Aim of the task
Print the data below word for word, every line from start to end, but leave out the pictures.

======

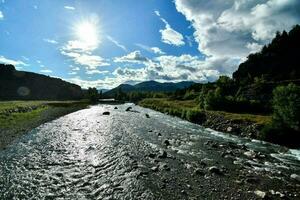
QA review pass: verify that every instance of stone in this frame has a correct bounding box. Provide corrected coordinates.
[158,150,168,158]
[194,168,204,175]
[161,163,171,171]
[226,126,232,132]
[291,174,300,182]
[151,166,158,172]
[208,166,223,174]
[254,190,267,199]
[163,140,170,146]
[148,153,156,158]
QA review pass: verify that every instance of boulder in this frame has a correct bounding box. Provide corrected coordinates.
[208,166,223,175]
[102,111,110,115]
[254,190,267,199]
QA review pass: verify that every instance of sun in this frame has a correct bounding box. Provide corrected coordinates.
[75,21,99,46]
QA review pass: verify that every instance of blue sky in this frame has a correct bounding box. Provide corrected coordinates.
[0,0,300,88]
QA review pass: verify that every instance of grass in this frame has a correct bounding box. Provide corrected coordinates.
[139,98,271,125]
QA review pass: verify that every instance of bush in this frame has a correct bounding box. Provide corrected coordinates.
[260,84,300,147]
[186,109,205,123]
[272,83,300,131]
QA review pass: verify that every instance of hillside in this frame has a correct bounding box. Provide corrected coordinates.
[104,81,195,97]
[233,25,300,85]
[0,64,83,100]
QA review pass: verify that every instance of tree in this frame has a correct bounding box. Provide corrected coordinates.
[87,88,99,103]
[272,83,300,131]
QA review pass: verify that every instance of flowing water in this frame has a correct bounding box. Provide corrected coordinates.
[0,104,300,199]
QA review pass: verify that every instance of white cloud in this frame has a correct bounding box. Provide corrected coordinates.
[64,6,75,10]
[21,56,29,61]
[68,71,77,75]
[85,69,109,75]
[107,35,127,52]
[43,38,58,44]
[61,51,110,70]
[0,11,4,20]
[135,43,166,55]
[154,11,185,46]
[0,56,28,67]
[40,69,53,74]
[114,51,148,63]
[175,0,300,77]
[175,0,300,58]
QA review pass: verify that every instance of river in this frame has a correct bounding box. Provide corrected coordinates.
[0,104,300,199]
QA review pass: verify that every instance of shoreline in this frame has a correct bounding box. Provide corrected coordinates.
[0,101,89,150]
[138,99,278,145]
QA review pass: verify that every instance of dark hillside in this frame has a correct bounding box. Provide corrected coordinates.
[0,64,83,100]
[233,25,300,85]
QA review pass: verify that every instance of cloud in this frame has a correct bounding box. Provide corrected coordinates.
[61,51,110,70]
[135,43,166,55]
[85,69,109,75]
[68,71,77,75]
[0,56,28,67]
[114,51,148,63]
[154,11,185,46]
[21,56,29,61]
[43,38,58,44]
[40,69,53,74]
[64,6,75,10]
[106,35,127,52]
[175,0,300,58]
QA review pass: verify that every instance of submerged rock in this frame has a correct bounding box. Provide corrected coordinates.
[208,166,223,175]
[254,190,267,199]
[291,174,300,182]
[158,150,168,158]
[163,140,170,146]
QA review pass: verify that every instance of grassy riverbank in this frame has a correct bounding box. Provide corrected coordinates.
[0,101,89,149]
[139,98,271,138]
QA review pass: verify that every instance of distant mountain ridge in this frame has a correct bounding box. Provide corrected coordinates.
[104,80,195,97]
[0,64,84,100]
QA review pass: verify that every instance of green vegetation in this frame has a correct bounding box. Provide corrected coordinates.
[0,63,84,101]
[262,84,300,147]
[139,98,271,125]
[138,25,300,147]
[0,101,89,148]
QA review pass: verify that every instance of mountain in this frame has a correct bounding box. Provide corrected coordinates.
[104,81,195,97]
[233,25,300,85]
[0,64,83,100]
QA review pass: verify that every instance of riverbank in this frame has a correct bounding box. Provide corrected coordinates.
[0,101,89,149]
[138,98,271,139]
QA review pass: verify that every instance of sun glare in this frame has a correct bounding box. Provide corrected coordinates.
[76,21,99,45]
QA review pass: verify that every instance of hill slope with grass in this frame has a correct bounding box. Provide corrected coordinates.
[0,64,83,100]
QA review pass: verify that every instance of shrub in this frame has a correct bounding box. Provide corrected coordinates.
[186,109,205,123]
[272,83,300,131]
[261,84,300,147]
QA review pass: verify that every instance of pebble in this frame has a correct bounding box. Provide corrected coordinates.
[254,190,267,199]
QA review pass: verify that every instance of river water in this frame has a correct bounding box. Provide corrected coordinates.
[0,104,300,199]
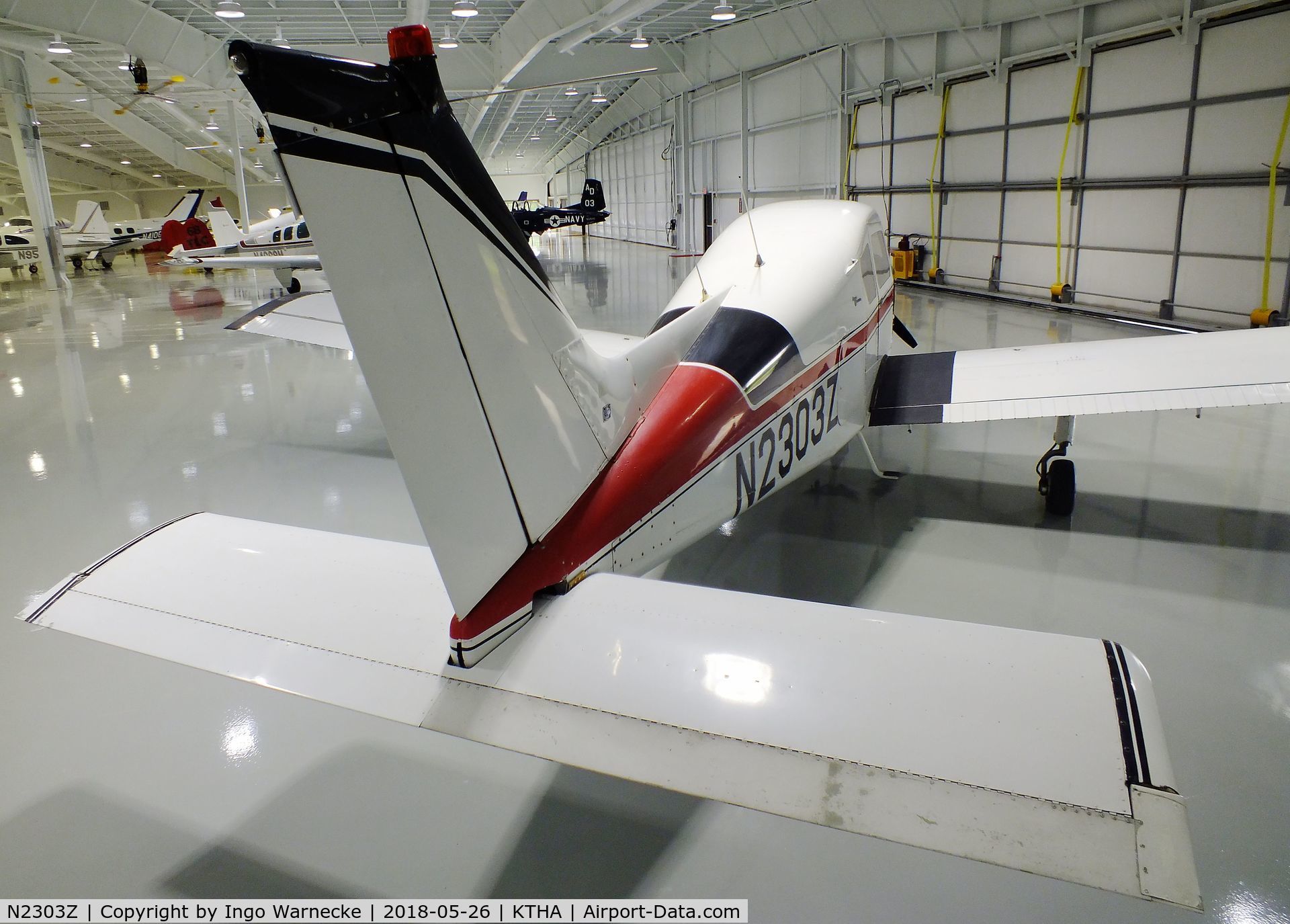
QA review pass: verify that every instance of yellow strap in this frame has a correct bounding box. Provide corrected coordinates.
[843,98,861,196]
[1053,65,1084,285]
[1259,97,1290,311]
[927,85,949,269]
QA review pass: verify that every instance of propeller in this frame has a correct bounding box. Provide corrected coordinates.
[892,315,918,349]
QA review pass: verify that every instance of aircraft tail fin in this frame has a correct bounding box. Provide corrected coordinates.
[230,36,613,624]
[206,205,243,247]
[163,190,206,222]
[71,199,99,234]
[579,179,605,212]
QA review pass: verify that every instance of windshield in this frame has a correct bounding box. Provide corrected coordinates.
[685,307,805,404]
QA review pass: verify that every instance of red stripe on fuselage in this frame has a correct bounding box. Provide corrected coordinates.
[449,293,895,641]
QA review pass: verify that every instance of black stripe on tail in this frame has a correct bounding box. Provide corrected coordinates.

======

Written solution
QA review pass: verify that every instance of stone in this frame has a correct bounding box. Provide corrected coordinates.
[158,150,168,158]
[194,168,204,175]
[161,163,171,171]
[226,126,232,132]
[291,174,300,182]
[151,166,158,172]
[208,166,223,174]
[254,190,267,199]
[163,140,170,146]
[148,153,156,158]
QA review pass: verify that every instance of boulder in this frame has a correct bounding box. Provide corrected coordinates.
[208,166,223,175]
[102,111,110,115]
[254,190,267,199]
QA review pass: verify that every instance of sun in this frame has a correct bounding box. Provide corrected coordinates.
[75,21,99,46]
QA review pass: verify that every instance of blue sky in this frame has a correct bounding box. Provide corrected coordinates.
[0,0,300,88]
QA review pass: verify that every instance of grass in this frame has a correct bounding box. Provide corrected coordinates.
[139,98,271,125]
QA review pass: verify that every instance of bush in this frame has a correct bounding box. Provide corrected coordinates.
[260,84,300,147]
[186,109,205,123]
[272,83,300,131]
QA review pass: verify that every instance of hillside in this frame has a correct bounding box. Provide corrected coordinates.
[104,81,195,97]
[233,25,300,85]
[0,64,83,100]
QA review pass: verify that every instance of tree in this frame has a correct bounding box. Provide corrected coordinates.
[87,88,99,103]
[272,83,300,131]
QA review pass: verify that every instance of flowing water in this frame has a correct bounding box. Provide corrected coordinates.
[0,104,300,199]
QA review pass: verify that every instance of white cloud in this frame has a correct bounding box. Provide corrected coordinates.
[64,6,75,10]
[21,56,29,61]
[68,71,77,75]
[85,69,109,75]
[107,35,127,52]
[43,38,58,44]
[61,51,110,70]
[0,11,4,20]
[135,43,166,55]
[154,11,185,46]
[0,56,28,67]
[40,69,53,74]
[114,51,148,63]
[175,0,300,77]
[175,0,300,58]
QA review pass: verify that every instance of river in this frame has a correct bounding box. Provide corrected coordinates.
[0,104,300,199]
QA review pass: verify that every instance of shoreline in this frame has a correct bounding box. Provide corrected coordinates.
[0,101,89,150]
[138,99,278,145]
QA review pass: verify that every instance of dark hillside in this frame has a correct bounding box. Provide corrected coordinates.
[0,64,83,100]
[233,25,300,85]
QA review pass: verify that every instance of cloud in this frame has a correct bounding box. Provide corrected coordinates.
[61,51,110,70]
[135,43,166,55]
[85,69,109,75]
[68,71,77,75]
[0,56,28,67]
[114,51,148,63]
[154,11,185,46]
[21,56,29,61]
[43,38,58,44]
[40,69,53,74]
[64,6,75,10]
[106,35,127,52]
[175,0,300,58]
QA review pass: verify that every instance of submerged rock in this frame has a correct bounding box. Provide corrected coordinates.
[208,166,223,175]
[254,190,267,199]
[291,174,300,182]
[158,150,168,158]
[163,140,170,146]
QA review pass: verify that every instance of grassy riverbank in this frame has a correct bounding box. Provide corrected coordinates.
[0,101,89,149]
[139,98,271,138]
QA review pass: verify that every instance of distant mountain ridge in this frame has a correct bounding box. Provide corrected coordinates.
[104,80,195,97]
[0,64,84,100]
QA review pass: verify that every instance of green vegetation in this frame has a correct bounding box. Provide corrected coordinates.
[0,63,84,101]
[262,84,300,147]
[139,98,271,125]
[138,25,300,147]
[0,101,89,148]
QA review pass: verify that every instance of mountain in this frame has a correct bounding box. Provide corrected coordinates.
[104,81,195,97]
[233,25,300,85]
[0,64,83,100]
QA review pass: verify that every instance of riverbank in this frame has a correct bounding box. Provide corrected coordinates.
[0,101,89,149]
[138,98,271,139]
QA review pass: verify that every instance of sun glare in this frame has a correct bounding box. Provide corrected coordinates.
[76,21,99,45]
QA review pass: verify that every instance of hill slope with grass in this frame has a correct bounding box. Provide corrected coordinates.
[0,64,83,100]
QA review pass: verify that every instance of shrub in this frame has a correct bounding box. Provide corrected coordinates.
[186,109,205,123]
[272,83,300,131]
[261,84,300,147]
QA review pass: verify that every instance of pebble in this frame has a correct bounding box. Provide corrected coordinates.
[254,190,267,199]
QA review pass: verify that every instance of river water in this frame has a correct bounding box. Provide corrected coordinates.
[0,104,300,199]
QA review pass: verify that every instance of yellow strap in this frame has a correct bounding box. Provide corrected coordinates.
[843,98,861,196]
[1053,65,1084,285]
[1259,97,1290,311]
[927,85,949,269]
QA review pass: verify that every instance of propeller in this frame has a correct bounding box. Provide corrected coordinates.
[892,315,918,349]
QA review pass: verify that every instance of aircraft tail fin in this frame has a correct bounding box. Provide corrected coordinates.
[230,36,613,624]
[206,205,243,247]
[163,190,206,222]
[71,199,99,234]
[579,179,605,212]
QA review pass: verify that every instance of windshield in this frame has a correct bounding box. Provide corrected coordinates.
[685,307,805,404]
QA review pass: verify that every instance of red stripe on fuselage in this frame has a correct bounding box. Provide corrected coordinates.
[449,293,895,641]
QA review pass: verify that every instance of black stripe on tail in this frame has a correct bounding box. Provide corrected coordinates.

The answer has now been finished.